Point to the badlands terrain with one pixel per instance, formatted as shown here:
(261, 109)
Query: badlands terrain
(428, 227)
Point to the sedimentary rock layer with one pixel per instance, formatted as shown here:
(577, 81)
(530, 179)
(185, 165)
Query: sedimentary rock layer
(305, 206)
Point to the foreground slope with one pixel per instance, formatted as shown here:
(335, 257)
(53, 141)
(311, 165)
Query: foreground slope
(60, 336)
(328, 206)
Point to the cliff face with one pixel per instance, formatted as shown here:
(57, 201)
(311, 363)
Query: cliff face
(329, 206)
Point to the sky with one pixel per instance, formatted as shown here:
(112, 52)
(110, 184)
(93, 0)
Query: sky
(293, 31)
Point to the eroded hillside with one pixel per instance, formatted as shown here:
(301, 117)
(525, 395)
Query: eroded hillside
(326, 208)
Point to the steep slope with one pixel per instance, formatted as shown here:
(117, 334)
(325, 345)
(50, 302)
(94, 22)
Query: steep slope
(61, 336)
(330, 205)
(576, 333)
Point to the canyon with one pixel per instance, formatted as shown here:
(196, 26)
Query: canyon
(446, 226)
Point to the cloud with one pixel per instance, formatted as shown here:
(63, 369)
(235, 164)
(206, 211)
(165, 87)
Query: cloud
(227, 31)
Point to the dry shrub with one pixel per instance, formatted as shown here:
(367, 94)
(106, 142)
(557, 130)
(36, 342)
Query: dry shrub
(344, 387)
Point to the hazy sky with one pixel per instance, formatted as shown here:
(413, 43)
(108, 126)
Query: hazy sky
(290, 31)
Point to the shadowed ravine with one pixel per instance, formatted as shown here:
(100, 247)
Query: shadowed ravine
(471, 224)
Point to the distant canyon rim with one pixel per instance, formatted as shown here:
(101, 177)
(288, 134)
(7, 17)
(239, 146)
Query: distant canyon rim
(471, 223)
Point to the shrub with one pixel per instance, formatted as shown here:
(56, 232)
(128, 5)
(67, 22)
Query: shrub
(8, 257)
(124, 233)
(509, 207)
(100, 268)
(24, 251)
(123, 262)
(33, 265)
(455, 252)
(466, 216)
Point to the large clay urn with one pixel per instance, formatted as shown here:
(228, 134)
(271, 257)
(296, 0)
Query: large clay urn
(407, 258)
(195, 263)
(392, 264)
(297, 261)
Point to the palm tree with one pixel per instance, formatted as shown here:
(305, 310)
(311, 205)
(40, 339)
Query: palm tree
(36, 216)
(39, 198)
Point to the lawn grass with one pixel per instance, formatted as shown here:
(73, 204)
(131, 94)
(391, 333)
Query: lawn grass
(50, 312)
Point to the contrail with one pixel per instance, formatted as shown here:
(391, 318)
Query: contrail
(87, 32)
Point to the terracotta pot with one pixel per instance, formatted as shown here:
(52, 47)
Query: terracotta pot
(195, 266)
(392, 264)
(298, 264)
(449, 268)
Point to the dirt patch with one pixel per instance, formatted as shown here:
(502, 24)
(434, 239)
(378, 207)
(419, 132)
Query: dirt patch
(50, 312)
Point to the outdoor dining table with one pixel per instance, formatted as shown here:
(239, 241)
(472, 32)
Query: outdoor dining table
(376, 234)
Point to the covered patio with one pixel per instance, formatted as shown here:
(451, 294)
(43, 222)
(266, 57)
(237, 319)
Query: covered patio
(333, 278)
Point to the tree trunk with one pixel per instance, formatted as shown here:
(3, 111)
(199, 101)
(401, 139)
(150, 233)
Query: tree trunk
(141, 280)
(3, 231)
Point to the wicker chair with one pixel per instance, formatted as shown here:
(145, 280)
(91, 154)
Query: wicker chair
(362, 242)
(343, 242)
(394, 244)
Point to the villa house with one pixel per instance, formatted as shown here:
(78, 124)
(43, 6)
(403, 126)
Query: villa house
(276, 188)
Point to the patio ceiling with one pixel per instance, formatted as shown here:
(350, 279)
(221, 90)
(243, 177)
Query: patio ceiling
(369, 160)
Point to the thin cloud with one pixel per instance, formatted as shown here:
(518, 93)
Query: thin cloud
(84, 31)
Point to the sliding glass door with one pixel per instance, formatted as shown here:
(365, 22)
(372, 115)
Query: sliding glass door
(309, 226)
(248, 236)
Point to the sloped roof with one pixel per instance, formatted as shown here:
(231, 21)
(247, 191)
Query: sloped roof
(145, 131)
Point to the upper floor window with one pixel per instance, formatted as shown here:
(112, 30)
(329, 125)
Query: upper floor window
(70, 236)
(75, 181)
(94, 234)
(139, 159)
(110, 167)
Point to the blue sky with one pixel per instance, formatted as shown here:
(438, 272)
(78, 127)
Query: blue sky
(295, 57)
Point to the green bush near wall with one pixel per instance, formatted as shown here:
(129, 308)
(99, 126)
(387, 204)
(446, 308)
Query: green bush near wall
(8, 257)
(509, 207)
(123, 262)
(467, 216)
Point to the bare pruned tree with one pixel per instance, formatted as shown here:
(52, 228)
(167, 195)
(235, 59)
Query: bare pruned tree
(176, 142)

▸ **Assignment**: Nothing but the lines from the one containing "Point to the wicker" to the last line of the listing above belongs in the answer; restate each word for word.

▸ **Exercise solution**:
Point to the wicker chair with one pixel per instance, formatted as shown here:
(145, 280)
(91, 154)
Query: wicker chair
(362, 242)
(343, 242)
(394, 244)
Point to the villa house with one pixel per instance, formatted as shown here:
(78, 124)
(43, 6)
(403, 126)
Query: villa house
(276, 188)
Point to the patio ceiling with one pixel per instance, formatted as shown here:
(350, 279)
(221, 90)
(243, 177)
Query: patio ceiling
(369, 160)
Point to the thin cloud with one pixel per instance, formatted as shown here:
(518, 93)
Query: thin cloud
(84, 31)
Point to the sliding glass door with one pixel per instance, formatted as shown here:
(365, 22)
(372, 115)
Query: sliding glass door
(309, 226)
(248, 236)
Point to the sloped roof with one pixel per instance, formatted as shown here:
(231, 21)
(247, 191)
Query: sloped roof
(145, 131)
Point to the upper floor window with one pixel per instance, formatted as shown here:
(112, 30)
(329, 125)
Query: upper floor window
(70, 236)
(75, 181)
(94, 234)
(139, 159)
(110, 167)
Point to the blue sky with one pixel per instance, formatted as shown here:
(438, 272)
(78, 127)
Query: blue sky
(295, 57)
Point to the green bush near wall with one pixel per instance, formatted as shown here:
(129, 308)
(99, 126)
(387, 204)
(446, 308)
Query: green bush near wall
(8, 257)
(509, 207)
(123, 262)
(467, 216)
Point to the bare pruned tree with one pixel per instance, formatted as shown here:
(52, 228)
(167, 195)
(235, 59)
Query: bare pruned tree
(176, 142)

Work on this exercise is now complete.